(Point annotation entries)

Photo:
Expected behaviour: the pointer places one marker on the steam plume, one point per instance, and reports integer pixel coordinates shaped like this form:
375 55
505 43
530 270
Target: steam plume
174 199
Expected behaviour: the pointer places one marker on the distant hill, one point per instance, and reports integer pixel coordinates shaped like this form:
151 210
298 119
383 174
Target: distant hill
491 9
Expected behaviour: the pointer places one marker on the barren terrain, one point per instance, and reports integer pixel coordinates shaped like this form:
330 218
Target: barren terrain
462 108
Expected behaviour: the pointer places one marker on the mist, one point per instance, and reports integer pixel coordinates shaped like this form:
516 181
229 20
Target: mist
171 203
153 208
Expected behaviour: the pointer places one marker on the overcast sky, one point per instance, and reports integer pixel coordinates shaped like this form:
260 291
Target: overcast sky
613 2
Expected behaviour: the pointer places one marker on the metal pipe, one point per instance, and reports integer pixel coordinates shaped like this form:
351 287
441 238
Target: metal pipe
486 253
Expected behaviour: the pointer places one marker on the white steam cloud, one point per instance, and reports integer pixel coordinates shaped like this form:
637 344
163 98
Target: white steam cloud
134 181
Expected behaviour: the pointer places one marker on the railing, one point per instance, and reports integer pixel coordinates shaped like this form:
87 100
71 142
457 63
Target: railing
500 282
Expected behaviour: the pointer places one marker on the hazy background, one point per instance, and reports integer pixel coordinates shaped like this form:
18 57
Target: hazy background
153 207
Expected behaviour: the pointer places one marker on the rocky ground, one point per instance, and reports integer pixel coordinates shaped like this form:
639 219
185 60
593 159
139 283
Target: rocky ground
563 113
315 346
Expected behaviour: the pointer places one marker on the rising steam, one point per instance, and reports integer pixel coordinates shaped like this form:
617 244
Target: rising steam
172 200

Set exercise:
Copy the entries word for word, starting at the line that contains "Expected behaviour: the pointer places one marker on the metal" and continuing through the end of the entries.

Completed task:
Expected behaviour: the pointer places one marker on the metal pipe, one point per instance, and reports integer pixel coordinates shaped like this form:
351 287
441 238
Target: metal pipe
486 253
Expected behaviour: the pointer places one marker on the white steam cloud, one point per instance, and reports integer pixel coordinates shaped like this form:
637 344
163 98
Target: white steam cloud
134 181
Expected behaviour: the pointer places one marker on the railing, one point per instance, and reports integer pixel coordinates shaped like this form:
87 100
71 142
457 63
Target: railing
500 282
Expected behaviour: the pointer places one marker on the hazy background, one point per instance, and reports integer pixel coordinates shaped like this form:
18 57
Target: hazy background
153 207
Expected behaviour: the pointer places one marker on the rocky ground, one point per instance, and reports integer pixel coordinates shaped like this form:
639 219
185 60
593 159
139 283
Target: rocky ground
563 113
315 346
Expected behaviour: the pointer places one marker on the rising steam, one point per instance, and reports integer pixel coordinates shaped like this form:
617 244
Target: rising steam
172 200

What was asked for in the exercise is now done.